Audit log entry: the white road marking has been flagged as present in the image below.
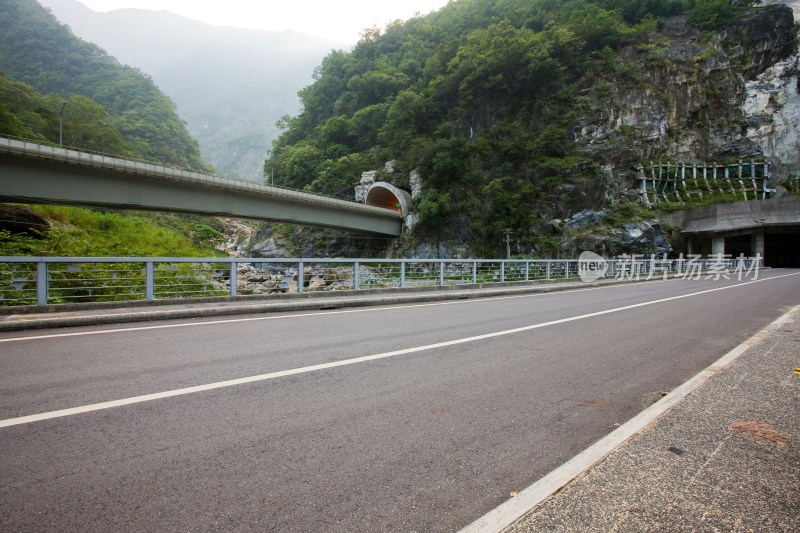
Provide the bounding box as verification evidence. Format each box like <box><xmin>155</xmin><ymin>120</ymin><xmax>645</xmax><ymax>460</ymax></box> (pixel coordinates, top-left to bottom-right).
<box><xmin>0</xmin><ymin>273</ymin><xmax>800</xmax><ymax>428</ymax></box>
<box><xmin>459</xmin><ymin>300</ymin><xmax>800</xmax><ymax>533</ymax></box>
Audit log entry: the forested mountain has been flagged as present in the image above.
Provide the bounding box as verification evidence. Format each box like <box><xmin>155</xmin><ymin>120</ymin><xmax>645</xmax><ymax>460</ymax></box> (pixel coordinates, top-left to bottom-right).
<box><xmin>41</xmin><ymin>0</ymin><xmax>337</xmax><ymax>180</ymax></box>
<box><xmin>267</xmin><ymin>0</ymin><xmax>797</xmax><ymax>256</ymax></box>
<box><xmin>0</xmin><ymin>0</ymin><xmax>210</xmax><ymax>171</ymax></box>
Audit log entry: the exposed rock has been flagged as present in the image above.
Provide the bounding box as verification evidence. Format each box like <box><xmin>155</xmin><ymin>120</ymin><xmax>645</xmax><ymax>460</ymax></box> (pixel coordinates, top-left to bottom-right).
<box><xmin>564</xmin><ymin>209</ymin><xmax>608</xmax><ymax>229</ymax></box>
<box><xmin>217</xmin><ymin>218</ymin><xmax>255</xmax><ymax>257</ymax></box>
<box><xmin>355</xmin><ymin>170</ymin><xmax>378</xmax><ymax>203</ymax></box>
<box><xmin>250</xmin><ymin>237</ymin><xmax>294</xmax><ymax>257</ymax></box>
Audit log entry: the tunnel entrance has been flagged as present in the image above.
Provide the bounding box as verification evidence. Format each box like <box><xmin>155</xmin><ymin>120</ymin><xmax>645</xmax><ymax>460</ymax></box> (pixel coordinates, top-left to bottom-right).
<box><xmin>764</xmin><ymin>232</ymin><xmax>800</xmax><ymax>268</ymax></box>
<box><xmin>725</xmin><ymin>234</ymin><xmax>753</xmax><ymax>257</ymax></box>
<box><xmin>364</xmin><ymin>181</ymin><xmax>411</xmax><ymax>216</ymax></box>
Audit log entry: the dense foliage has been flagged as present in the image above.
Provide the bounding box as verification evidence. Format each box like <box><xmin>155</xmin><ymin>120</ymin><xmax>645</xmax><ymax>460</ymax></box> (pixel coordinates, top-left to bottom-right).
<box><xmin>0</xmin><ymin>205</ymin><xmax>224</xmax><ymax>257</ymax></box>
<box><xmin>0</xmin><ymin>0</ymin><xmax>210</xmax><ymax>171</ymax></box>
<box><xmin>266</xmin><ymin>0</ymin><xmax>755</xmax><ymax>255</ymax></box>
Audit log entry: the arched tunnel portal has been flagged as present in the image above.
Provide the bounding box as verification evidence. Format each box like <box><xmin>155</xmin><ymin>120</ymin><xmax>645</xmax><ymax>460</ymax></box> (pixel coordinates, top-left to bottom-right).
<box><xmin>364</xmin><ymin>181</ymin><xmax>411</xmax><ymax>217</ymax></box>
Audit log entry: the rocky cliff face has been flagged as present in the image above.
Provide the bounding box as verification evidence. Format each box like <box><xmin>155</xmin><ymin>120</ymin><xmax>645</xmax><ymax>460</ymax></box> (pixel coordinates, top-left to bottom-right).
<box><xmin>247</xmin><ymin>1</ymin><xmax>800</xmax><ymax>257</ymax></box>
<box><xmin>575</xmin><ymin>5</ymin><xmax>800</xmax><ymax>179</ymax></box>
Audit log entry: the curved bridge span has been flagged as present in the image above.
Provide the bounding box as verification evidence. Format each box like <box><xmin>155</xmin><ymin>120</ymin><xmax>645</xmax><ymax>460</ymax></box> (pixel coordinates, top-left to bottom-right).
<box><xmin>0</xmin><ymin>137</ymin><xmax>402</xmax><ymax>237</ymax></box>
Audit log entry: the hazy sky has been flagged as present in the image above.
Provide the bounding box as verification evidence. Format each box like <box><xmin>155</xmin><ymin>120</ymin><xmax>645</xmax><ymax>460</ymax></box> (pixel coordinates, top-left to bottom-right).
<box><xmin>79</xmin><ymin>0</ymin><xmax>454</xmax><ymax>44</ymax></box>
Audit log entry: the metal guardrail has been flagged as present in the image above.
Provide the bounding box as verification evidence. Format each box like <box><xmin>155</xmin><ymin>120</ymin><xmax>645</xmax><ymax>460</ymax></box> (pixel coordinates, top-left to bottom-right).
<box><xmin>0</xmin><ymin>256</ymin><xmax>761</xmax><ymax>306</ymax></box>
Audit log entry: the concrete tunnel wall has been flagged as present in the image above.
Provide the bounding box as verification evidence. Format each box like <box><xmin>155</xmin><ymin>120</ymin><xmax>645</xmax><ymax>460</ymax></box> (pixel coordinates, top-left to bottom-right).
<box><xmin>364</xmin><ymin>181</ymin><xmax>411</xmax><ymax>216</ymax></box>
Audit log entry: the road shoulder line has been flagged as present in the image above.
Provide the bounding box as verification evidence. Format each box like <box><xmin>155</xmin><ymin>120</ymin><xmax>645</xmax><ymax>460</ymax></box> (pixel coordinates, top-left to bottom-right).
<box><xmin>459</xmin><ymin>305</ymin><xmax>800</xmax><ymax>533</ymax></box>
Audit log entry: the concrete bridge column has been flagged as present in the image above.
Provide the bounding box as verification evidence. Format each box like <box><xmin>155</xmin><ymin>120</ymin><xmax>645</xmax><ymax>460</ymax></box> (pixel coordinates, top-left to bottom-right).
<box><xmin>711</xmin><ymin>235</ymin><xmax>725</xmax><ymax>256</ymax></box>
<box><xmin>750</xmin><ymin>228</ymin><xmax>764</xmax><ymax>257</ymax></box>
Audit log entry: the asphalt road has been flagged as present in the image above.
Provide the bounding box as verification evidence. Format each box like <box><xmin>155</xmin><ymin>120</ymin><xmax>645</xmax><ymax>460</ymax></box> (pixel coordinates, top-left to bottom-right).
<box><xmin>0</xmin><ymin>270</ymin><xmax>800</xmax><ymax>531</ymax></box>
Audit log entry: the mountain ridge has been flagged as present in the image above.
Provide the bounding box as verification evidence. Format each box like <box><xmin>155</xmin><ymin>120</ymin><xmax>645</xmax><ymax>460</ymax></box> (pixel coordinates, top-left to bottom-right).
<box><xmin>40</xmin><ymin>0</ymin><xmax>338</xmax><ymax>181</ymax></box>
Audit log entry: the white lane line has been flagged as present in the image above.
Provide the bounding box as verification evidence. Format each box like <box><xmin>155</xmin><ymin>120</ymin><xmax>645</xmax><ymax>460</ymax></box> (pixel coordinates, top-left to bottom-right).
<box><xmin>0</xmin><ymin>278</ymin><xmax>680</xmax><ymax>343</ymax></box>
<box><xmin>0</xmin><ymin>272</ymin><xmax>800</xmax><ymax>428</ymax></box>
<box><xmin>459</xmin><ymin>306</ymin><xmax>800</xmax><ymax>533</ymax></box>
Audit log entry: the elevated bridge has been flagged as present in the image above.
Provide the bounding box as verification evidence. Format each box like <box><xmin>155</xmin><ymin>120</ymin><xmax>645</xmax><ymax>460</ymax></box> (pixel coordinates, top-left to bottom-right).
<box><xmin>0</xmin><ymin>137</ymin><xmax>403</xmax><ymax>237</ymax></box>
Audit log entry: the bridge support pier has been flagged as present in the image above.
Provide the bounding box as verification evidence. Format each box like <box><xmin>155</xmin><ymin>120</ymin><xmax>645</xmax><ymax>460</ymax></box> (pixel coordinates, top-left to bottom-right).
----
What you will do: Reproduce every one of the rows above verbatim, omitting the pictures from your answer.

Solution below:
Audit log entry: the white road marking has been flagged as present in the image below.
Provide the bounding box as verification evidence. Format each box like <box><xmin>155</xmin><ymin>120</ymin><xmax>645</xmax><ymax>460</ymax></box> (pixel coordinates, top-left to bottom-right).
<box><xmin>0</xmin><ymin>273</ymin><xmax>800</xmax><ymax>428</ymax></box>
<box><xmin>459</xmin><ymin>300</ymin><xmax>800</xmax><ymax>533</ymax></box>
Audit log entry: the forested mountain has been flagged as present in the image above.
Provide the bounding box as verification evidence. Format each box like <box><xmin>155</xmin><ymin>120</ymin><xmax>645</xmax><ymax>460</ymax></box> (pixel coordinates, top-left to bottom-right).
<box><xmin>41</xmin><ymin>0</ymin><xmax>337</xmax><ymax>180</ymax></box>
<box><xmin>267</xmin><ymin>0</ymin><xmax>797</xmax><ymax>256</ymax></box>
<box><xmin>0</xmin><ymin>0</ymin><xmax>210</xmax><ymax>171</ymax></box>
Audit log entry: the exposed rock has been flagged as present in the image above.
Provide the bounding box as verification evidence. Format each box like <box><xmin>155</xmin><ymin>120</ymin><xmax>645</xmax><ymax>460</ymax></box> (pixel coordinates, top-left to bottom-right).
<box><xmin>564</xmin><ymin>209</ymin><xmax>608</xmax><ymax>229</ymax></box>
<box><xmin>217</xmin><ymin>218</ymin><xmax>255</xmax><ymax>257</ymax></box>
<box><xmin>355</xmin><ymin>170</ymin><xmax>378</xmax><ymax>203</ymax></box>
<box><xmin>250</xmin><ymin>237</ymin><xmax>294</xmax><ymax>257</ymax></box>
Audit log entry: the tunnel entrance has been flagged as present in the image above.
Provide the bounding box as verification evidence. Format each box like <box><xmin>155</xmin><ymin>120</ymin><xmax>645</xmax><ymax>460</ymax></box> (pixel coordinates, top-left to bottom-right).
<box><xmin>764</xmin><ymin>232</ymin><xmax>800</xmax><ymax>268</ymax></box>
<box><xmin>725</xmin><ymin>234</ymin><xmax>753</xmax><ymax>257</ymax></box>
<box><xmin>364</xmin><ymin>181</ymin><xmax>411</xmax><ymax>216</ymax></box>
Audit log entry: the dense foliage has been flagged as present in the image above.
Provide the bounding box as verification evidence. Format each box like <box><xmin>155</xmin><ymin>120</ymin><xmax>645</xmax><ymax>460</ymax></box> (pixel coordinates, top-left to bottom-right).
<box><xmin>0</xmin><ymin>205</ymin><xmax>224</xmax><ymax>257</ymax></box>
<box><xmin>0</xmin><ymin>0</ymin><xmax>210</xmax><ymax>171</ymax></box>
<box><xmin>266</xmin><ymin>0</ymin><xmax>755</xmax><ymax>255</ymax></box>
Audit log entry: the arched tunnel portal has been flagged as present in the image above.
Provide the bounding box as verification evidence. Format each box like <box><xmin>155</xmin><ymin>120</ymin><xmax>645</xmax><ymax>460</ymax></box> (pixel coordinates, top-left to bottom-right).
<box><xmin>364</xmin><ymin>181</ymin><xmax>411</xmax><ymax>217</ymax></box>
Audit log entry: the rocky cliff face has been flagged as present in the image above.
Provide the bounding box as verification evidence. Format each box like <box><xmin>155</xmin><ymin>120</ymin><xmax>645</xmax><ymax>460</ymax></box> (pixel coordinates, top-left to bottom-right).
<box><xmin>247</xmin><ymin>1</ymin><xmax>800</xmax><ymax>257</ymax></box>
<box><xmin>575</xmin><ymin>5</ymin><xmax>800</xmax><ymax>179</ymax></box>
Audit log entry: the curved bridge span has been flagged as present in the image above.
Provide the bounding box as verification evidence. Format each box like <box><xmin>155</xmin><ymin>120</ymin><xmax>645</xmax><ymax>460</ymax></box> (pixel coordinates, top-left to bottom-right).
<box><xmin>0</xmin><ymin>137</ymin><xmax>402</xmax><ymax>237</ymax></box>
Audit log entry: the hazy sky has been flagged as present in the image above.
Provide the bounding box as verification evidence. Format each box like <box><xmin>155</xmin><ymin>120</ymin><xmax>645</xmax><ymax>460</ymax></box> (pixel coordinates, top-left to bottom-right).
<box><xmin>79</xmin><ymin>0</ymin><xmax>454</xmax><ymax>44</ymax></box>
Audit log entry: the metal guardrail has been flagged as present in the image above.
Provide the bounding box as verification evidence. Format each box like <box><xmin>155</xmin><ymin>120</ymin><xmax>645</xmax><ymax>460</ymax></box> (pixel coordinates, top-left to bottom-right).
<box><xmin>0</xmin><ymin>256</ymin><xmax>761</xmax><ymax>306</ymax></box>
Audit log entry: the concrete tunnel wall has been flagged as present in the image above.
Provide the bounding box as verification evidence. Format each box like <box><xmin>155</xmin><ymin>120</ymin><xmax>645</xmax><ymax>460</ymax></box> (pixel coordinates, top-left to bottom-right).
<box><xmin>364</xmin><ymin>181</ymin><xmax>411</xmax><ymax>216</ymax></box>
Audit log entry: the road shoulder line has been flagged as present in the image above.
Provide the bounding box as verification evidence. Format each box like <box><xmin>155</xmin><ymin>120</ymin><xmax>645</xmax><ymax>460</ymax></box> (pixel coordinates, top-left to bottom-right).
<box><xmin>459</xmin><ymin>305</ymin><xmax>800</xmax><ymax>533</ymax></box>
Audit log entry: the concrete bridge column has been flagged as present in the image above.
Provide the bounding box as verification evidence. Format each box like <box><xmin>155</xmin><ymin>120</ymin><xmax>645</xmax><ymax>460</ymax></box> (pixel coordinates, top-left to bottom-right).
<box><xmin>711</xmin><ymin>235</ymin><xmax>725</xmax><ymax>256</ymax></box>
<box><xmin>750</xmin><ymin>228</ymin><xmax>764</xmax><ymax>257</ymax></box>
Audit log entry: the asphalt road has been flagged as present in the image above.
Provide the bounding box as verification evidence. Format each box like <box><xmin>155</xmin><ymin>120</ymin><xmax>645</xmax><ymax>460</ymax></box> (pixel coordinates, top-left to bottom-right).
<box><xmin>0</xmin><ymin>270</ymin><xmax>800</xmax><ymax>531</ymax></box>
Audit log entry: the mountain ridge has been flagged as present in the image above.
Provide the bounding box as verification evidence. Format each box like <box><xmin>155</xmin><ymin>120</ymin><xmax>645</xmax><ymax>460</ymax></box> (pixel coordinates, top-left to bottom-right).
<box><xmin>40</xmin><ymin>0</ymin><xmax>338</xmax><ymax>181</ymax></box>
Audit log entry: the white lane line has been flagged as present in the image above.
Provide the bounding box as verification evidence. Format each box like <box><xmin>155</xmin><ymin>120</ymin><xmax>645</xmax><ymax>460</ymax></box> (pixel coordinates, top-left to bottom-right).
<box><xmin>0</xmin><ymin>278</ymin><xmax>680</xmax><ymax>343</ymax></box>
<box><xmin>0</xmin><ymin>272</ymin><xmax>800</xmax><ymax>428</ymax></box>
<box><xmin>459</xmin><ymin>306</ymin><xmax>800</xmax><ymax>533</ymax></box>
Audit log entry: the elevated bridge has been flagged as present in the image above.
Provide the bounding box as verification evidence. Format each box like <box><xmin>155</xmin><ymin>120</ymin><xmax>645</xmax><ymax>460</ymax></box> (pixel coordinates, top-left to bottom-right).
<box><xmin>0</xmin><ymin>137</ymin><xmax>403</xmax><ymax>237</ymax></box>
Audit log entry: the bridge support pier has been flagged as present in the image above.
Provide the bounding box as verification evidence. Format each box like <box><xmin>155</xmin><ymin>120</ymin><xmax>645</xmax><ymax>460</ymax></box> (pixel coordinates, top-left to bottom-right).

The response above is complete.